Brief =>
All records should be reproduced verbatim.

━━━━

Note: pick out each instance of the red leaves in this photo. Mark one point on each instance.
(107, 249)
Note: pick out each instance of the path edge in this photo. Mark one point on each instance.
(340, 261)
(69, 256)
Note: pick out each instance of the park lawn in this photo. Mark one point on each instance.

━━━━

Task solution =>
Note: pick out each instance of the red leaves in this photo. Mark one point on each instance.
(107, 249)
Note: pick out each instance of the path edge in this photo. Mark one point on each instance.
(340, 261)
(69, 256)
Note: pick out each instance of the park lawn in this photo. Mark one point on each instance.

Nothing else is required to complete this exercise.